*Travail à effectuer*.
**1)** Indiquez si chacun des énoncés (a), (b) et (c) concorde avec l'extrait, en répondant par oui ou par non et en citant exactement les mots décisifs de celui-ci.
(a) CD&R est un fonds d'investissement américain.
(b) La cession envisagée porte sur moins de la moitié du capital d'Opella.
(c) C'est Jordan Bardella qui a qualifié la vente d'« une honte ».
**2)** Recopiez à l'identique, dans l'extrait, tout ce qui va de « Il aura suffi » jusqu'à « fin du pays. ».

*Extrait fourni*.
#####

Il aura suffi d’un week-end pour que l’affaire Sanofi et la possible cession de plus de 50 % du capital d’Opella, la branche grand public du géant français, au fonds d’investissement américain CD&R se métamorphose en bourbier politique pour le gouvernement Barnier. Depuis la fin de semaine dernière, parlementaires et chefs de partis de tous bords se relaient pour dénoncer une vente qui menacerait directement notre sécurité nationale. “Une honte” et “encore un symbole de notre perte de souveraineté”, a déclaré Fabien Roussel (PCF). “La vente à la découpe de la France se poursuit”, a lancé Jordan Bardella (RN). Le spectre de la vente d’Alstom à l’américain General Electric ou celle des aciéries de Florange à ArcelorMittal flotte sur la petite boite jaune. Comme un nouveau traumatisme national, symbole d’une désindustrialisation sans fin du pays.

#####

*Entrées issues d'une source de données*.
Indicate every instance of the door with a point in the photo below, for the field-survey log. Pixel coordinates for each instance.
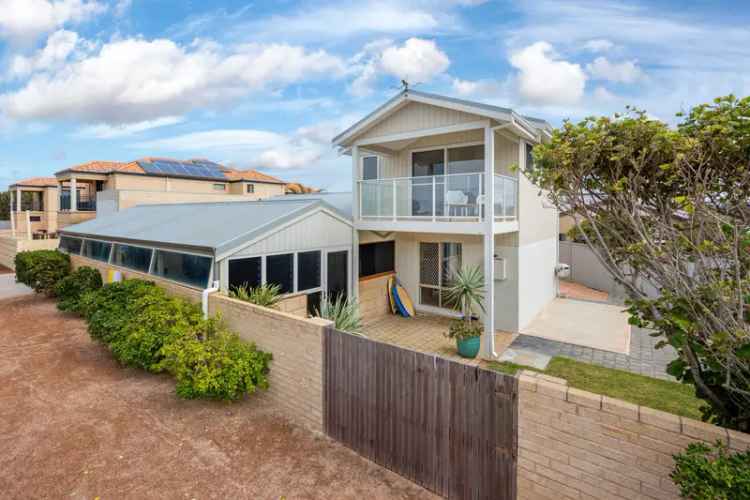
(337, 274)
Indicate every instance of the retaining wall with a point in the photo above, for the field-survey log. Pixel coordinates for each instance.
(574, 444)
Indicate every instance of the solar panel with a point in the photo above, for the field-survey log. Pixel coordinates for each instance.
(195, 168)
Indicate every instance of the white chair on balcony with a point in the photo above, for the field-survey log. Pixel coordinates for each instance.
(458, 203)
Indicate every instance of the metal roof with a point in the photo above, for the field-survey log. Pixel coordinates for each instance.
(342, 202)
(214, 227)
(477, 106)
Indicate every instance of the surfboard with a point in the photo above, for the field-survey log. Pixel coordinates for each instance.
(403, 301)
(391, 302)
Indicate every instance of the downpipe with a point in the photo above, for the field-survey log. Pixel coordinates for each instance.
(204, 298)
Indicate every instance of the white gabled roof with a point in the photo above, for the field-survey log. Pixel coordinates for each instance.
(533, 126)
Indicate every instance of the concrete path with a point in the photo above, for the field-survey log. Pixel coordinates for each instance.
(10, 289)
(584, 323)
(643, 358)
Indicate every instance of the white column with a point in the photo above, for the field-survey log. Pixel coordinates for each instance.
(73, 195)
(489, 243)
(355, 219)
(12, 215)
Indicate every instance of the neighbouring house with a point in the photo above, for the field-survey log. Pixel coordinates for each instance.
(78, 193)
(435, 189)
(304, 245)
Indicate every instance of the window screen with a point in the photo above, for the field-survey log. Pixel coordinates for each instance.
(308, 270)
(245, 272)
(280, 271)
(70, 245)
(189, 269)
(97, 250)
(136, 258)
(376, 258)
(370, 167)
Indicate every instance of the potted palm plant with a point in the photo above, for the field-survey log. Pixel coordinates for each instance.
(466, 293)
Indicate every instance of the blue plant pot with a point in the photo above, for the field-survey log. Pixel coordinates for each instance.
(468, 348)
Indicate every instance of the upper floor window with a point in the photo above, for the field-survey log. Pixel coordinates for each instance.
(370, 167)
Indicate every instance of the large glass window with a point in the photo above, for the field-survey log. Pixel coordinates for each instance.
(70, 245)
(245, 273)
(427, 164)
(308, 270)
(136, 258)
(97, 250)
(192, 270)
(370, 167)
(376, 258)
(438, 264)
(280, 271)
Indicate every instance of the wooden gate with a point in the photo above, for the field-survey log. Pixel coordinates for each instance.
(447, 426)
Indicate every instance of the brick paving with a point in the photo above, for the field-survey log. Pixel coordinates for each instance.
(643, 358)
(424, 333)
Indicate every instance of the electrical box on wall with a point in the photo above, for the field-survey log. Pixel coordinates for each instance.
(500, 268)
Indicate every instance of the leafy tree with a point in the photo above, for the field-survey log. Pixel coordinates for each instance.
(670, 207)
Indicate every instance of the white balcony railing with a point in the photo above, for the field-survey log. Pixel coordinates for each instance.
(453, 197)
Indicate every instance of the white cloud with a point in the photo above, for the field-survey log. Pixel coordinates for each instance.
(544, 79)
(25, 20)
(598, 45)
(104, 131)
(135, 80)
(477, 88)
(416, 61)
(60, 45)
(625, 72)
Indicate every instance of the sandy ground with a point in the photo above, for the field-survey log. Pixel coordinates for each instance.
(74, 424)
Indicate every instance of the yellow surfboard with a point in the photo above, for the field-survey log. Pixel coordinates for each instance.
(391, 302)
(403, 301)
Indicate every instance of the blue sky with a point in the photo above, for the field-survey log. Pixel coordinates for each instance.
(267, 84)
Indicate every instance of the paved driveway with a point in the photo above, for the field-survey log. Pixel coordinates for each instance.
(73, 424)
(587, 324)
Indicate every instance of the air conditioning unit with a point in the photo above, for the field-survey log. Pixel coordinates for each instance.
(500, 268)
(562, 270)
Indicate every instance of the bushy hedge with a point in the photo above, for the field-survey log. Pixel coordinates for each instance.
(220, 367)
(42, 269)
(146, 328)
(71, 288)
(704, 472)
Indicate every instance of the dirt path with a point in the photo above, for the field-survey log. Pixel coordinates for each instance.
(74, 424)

#####

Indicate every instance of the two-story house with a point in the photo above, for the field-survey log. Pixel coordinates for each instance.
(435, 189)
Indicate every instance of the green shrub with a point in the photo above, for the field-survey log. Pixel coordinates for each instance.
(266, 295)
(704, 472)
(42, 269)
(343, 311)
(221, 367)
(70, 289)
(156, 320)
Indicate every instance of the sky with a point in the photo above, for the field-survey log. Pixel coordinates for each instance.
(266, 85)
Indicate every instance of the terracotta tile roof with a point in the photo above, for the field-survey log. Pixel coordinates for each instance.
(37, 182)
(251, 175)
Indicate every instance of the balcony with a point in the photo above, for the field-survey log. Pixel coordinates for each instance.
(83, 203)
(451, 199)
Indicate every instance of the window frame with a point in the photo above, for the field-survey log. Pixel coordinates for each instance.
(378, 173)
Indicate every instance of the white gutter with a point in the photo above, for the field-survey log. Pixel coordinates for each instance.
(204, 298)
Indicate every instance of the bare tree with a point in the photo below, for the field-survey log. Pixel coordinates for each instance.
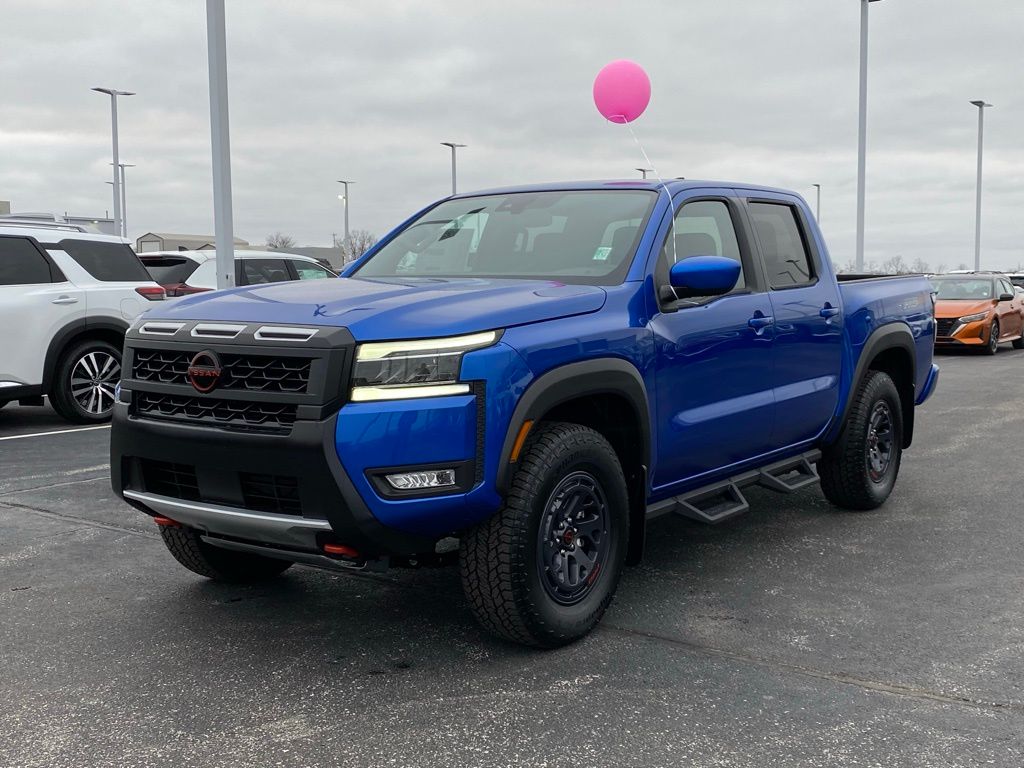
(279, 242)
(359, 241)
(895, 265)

#####

*Réponses par consigne*.
**1)**
(a) Oui : « au fonds d’investissement américain CD&R ».
(b) Non : « la possible cession de plus de 50 % du capital d’Opella ».
(c) Non : « “Une honte” et “encore un symbole de notre perte de souveraineté”, a déclaré Fabien Roussel (PCF) ».

**2)**
Il aura suffi d’un week-end pour que l’affaire Sanofi et la possible cession de plus de 50 % du capital d’Opella, la branche grand public du géant français, au fonds d’investissement américain CD&R se métamorphose en bourbier politique pour le gouvernement Barnier. Depuis la fin de semaine dernière, parlementaires et chefs de partis de tous bords se relaient pour dénoncer une vente qui menacerait directement notre sécurité nationale. “Une honte” et “encore un symbole de notre perte de souveraineté”, a déclaré Fabien Roussel (PCF). “La vente à la découpe de la France se poursuit”, a lancé Jordan Bardella (RN). Le spectre de la vente d’Alstom à l’américain General Electric ou celle des aciéries de Florange à ArcelorMittal flotte sur la petite boite jaune. Comme un nouveau traumatisme national, symbole d’une désindustrialisation sans fin du pays.